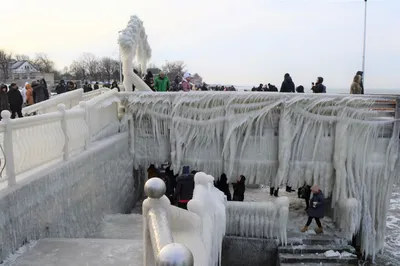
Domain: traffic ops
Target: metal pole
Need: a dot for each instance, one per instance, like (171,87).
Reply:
(365,41)
(120,61)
_ _ _ _ _
▶ [Task description] Although the records contain pictures, restate them word for word with those pictures left out.

▶ [Completed exercise]
Domain: traffic ops
Target: metal pole
Need: a dot for each instance, one per instance, like (171,87).
Reply:
(365,41)
(120,61)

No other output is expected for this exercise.